*Work to complete:* May I please have every record restated word for word, with the images left out?

=== Input records ===

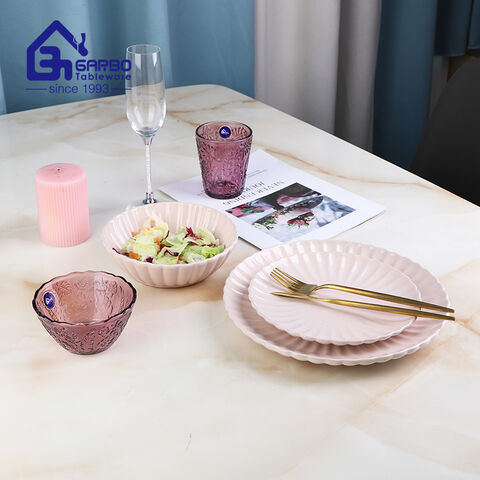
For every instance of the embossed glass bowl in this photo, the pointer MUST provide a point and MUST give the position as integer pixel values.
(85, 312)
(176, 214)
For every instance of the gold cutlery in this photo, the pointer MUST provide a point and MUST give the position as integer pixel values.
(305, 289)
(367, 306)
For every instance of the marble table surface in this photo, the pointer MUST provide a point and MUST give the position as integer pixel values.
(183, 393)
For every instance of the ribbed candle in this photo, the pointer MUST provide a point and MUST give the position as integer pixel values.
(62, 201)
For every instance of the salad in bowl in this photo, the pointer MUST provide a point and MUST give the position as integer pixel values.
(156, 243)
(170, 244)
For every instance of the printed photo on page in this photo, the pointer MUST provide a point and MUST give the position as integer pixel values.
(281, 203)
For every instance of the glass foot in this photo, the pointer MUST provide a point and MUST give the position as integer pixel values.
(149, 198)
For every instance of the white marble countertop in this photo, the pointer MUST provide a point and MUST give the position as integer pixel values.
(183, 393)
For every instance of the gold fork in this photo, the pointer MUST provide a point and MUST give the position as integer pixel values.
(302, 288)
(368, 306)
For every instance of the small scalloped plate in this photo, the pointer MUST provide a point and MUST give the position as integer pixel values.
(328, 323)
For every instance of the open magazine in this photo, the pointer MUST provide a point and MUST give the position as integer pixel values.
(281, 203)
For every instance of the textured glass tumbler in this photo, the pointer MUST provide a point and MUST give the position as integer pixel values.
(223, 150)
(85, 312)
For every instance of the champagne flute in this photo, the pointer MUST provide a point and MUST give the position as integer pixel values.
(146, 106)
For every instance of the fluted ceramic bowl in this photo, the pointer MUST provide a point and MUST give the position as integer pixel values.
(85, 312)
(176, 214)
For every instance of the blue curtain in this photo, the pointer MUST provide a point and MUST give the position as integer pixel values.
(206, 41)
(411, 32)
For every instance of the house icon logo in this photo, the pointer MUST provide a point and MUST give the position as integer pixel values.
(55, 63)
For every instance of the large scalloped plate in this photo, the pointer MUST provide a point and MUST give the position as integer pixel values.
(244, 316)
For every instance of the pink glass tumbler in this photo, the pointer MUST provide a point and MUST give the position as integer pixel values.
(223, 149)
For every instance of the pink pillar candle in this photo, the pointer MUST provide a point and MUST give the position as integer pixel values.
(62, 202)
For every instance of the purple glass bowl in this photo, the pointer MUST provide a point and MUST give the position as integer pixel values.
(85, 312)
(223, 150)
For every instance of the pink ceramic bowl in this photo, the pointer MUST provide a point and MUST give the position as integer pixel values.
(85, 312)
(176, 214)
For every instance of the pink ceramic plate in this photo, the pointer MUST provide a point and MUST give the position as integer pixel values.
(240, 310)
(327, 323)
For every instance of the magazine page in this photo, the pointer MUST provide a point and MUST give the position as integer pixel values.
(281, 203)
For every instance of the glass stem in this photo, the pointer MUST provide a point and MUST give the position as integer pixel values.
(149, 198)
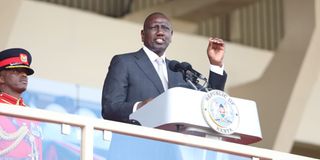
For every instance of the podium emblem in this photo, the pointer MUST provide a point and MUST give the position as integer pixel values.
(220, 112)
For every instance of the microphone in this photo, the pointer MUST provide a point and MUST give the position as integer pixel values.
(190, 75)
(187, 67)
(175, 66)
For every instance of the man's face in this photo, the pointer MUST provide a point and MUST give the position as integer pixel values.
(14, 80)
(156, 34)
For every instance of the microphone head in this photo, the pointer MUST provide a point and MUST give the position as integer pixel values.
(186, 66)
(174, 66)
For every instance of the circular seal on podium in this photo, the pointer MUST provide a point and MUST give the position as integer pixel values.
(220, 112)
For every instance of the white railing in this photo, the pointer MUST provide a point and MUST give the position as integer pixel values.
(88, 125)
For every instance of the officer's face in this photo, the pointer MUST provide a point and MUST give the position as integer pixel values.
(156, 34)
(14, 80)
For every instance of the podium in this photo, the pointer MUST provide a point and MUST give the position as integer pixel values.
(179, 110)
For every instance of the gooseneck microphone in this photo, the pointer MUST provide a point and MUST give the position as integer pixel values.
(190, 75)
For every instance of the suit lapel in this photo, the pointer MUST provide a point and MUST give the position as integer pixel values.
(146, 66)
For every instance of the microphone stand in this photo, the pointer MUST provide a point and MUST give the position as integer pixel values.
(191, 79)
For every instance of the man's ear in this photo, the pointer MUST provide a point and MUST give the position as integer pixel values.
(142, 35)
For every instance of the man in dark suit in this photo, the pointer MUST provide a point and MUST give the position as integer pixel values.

===

*Written answer:*
For every instance of the embossed glass bowl in this photo, the pointer MUST provide a point and MUST give the position as integer pixel values.
(85, 312)
(176, 214)
For every instance of the gold cutlery in this photo, the pointer MUST provide a point and MUST give the position as integer pixel values.
(305, 289)
(367, 306)
For every instance of the marble table surface in this photo, the pointer MUST provide a point and MUST give the position as integer pixel values.
(183, 393)
For every instance of the ribbed candle in this photo, the pointer MUST provide a point and MUST give the position as integer pixel values.
(62, 201)
For every instance of the salad in bowl in this photo, the pointer MUST provide a point and MUST give the position as integer pixel values.
(156, 243)
(170, 244)
For every instance of the printed photo on page in this photo, the pointer MUST provide a point and MUST give the position as integer pixel values.
(281, 203)
For every instance of the glass foot in this photo, the pointer MUST provide a point and MUST give the position as integer pixel values.
(149, 198)
For every instance of the white marble countertop in this photo, the pointer MUST provide a point and MUST give the position as integer pixel values.
(183, 393)
For every instance of the gold fork in this photo, the pointer MUST provide a point and MUST give the position as integer pixel values.
(302, 288)
(368, 306)
For every instance of the small scalloped plate in this photo, the pointer MUST provide a point and MUST give the position as integer pixel values.
(328, 323)
For every instance of the open magazine in this photo, the pointer MUST provide a point and MUST give the position as integer pixel values.
(281, 203)
For every instance of the textured glass tumbler in this photo, the pointer MUST provide a point and MUST give the position as integer pixel values.
(223, 150)
(85, 312)
For every instance of the champagne flute in this photo, the pointer MUST provide a point and MUST give the position as integer pixel values.
(146, 106)
For every instance of the fluted ceramic bowl in this photo, the pointer MUST provide a point and MUST give the position as integer pixel values.
(85, 312)
(176, 214)
For every instance of the blue curtain in this photo, the pointer MUST provide a point and MUST give the position as integer pixel values.
(206, 41)
(411, 32)
For every instance of the house icon logo in this photo, the pointer MUST provide a point and MUST give the position as integer pixel values.
(55, 63)
For every instance of the large scalloped plate in this photo, the pointer MUST provide a point and MUST give the position as integer pixel values.
(244, 316)
For every instance of the pink glass tumbler in this photo, the pointer MUST provide a point and MUST give the position as integer pixel values.
(223, 149)
For every instance of the pink pillar candle in this photo, the pointer MUST provide a point and MUST give the position as integer pixel values.
(62, 202)
For every instance of the purple glass bowl in this photo, the pointer MUST provide a point and MUST give the position as integer pixel values.
(85, 312)
(223, 150)
For every instance of the pink ceramic bowl in this photo, the pointer MUST provide a point and MUST give the position as integer pixel values.
(85, 312)
(176, 214)
For every instance of the pink ceramic plate in this photo, the pointer MUST provide a point and MUST give the position as integer pixel values.
(240, 310)
(327, 323)
For every instance of the magazine page in this photo, the pointer MUST provide a point and MUST give the position as integer pixel values.
(281, 203)
For every instance of the glass stem in this photo, the pointer MUST provide a point and MUST give the position as integer pixel values.
(149, 198)
For every instance of the podium emblem in this photo, the pointer MUST provide a point and MUST give the position as integer pixel values.
(220, 112)
For every instance of the microphone in this photo, the pointer MUST provide a point and MUST give the position as integer pixel values.
(190, 75)
(187, 67)
(175, 66)
For every instance of the man's face in this photo, the pointer MUST provide a point and MUST give the position as integer pixel values.
(14, 80)
(156, 34)
For every instance of the microphone head in this photo, the pointer MUST provide a point and MUST give the position as integer pixel values.
(186, 66)
(174, 66)
For every instance of the circular seal on podium in this photo, the pointer MUST provide a point and MUST give the position as integer pixel values.
(220, 112)
For every instance of the white railing in this photo, the pointer MUST provide a point and MUST give the position as integer pixel values.
(88, 125)
For every instance of the officer's face in this photo, the pointer MUST provide a point and MUST give the position as integer pixel values.
(156, 34)
(14, 80)
For every instance of the podium in this photo, the pointer MUST provide a point and MUST give the position as integer pixel values.
(179, 110)
For every instance of the gooseneck microphone in this photo, the pointer MUST provide a point and MUST give the position as integer pixel values.
(190, 75)
For every instance of the suit lapel in this photo, the pointer MUST provide a point and MUST give the position as integer pixel values.
(146, 66)
For every instance of the microphone stand in this photo, the pointer MUST provide a point and MUST give the position as integer pixel values.
(191, 79)
For every instance of the man's ear in this photo, the pointer MUST provide a point and MUST give the position as integer pixel values.
(142, 35)
For every instance of the man in dark suit in this photo, the pointer MUST provide a point and MUST give the position as integer pixel values.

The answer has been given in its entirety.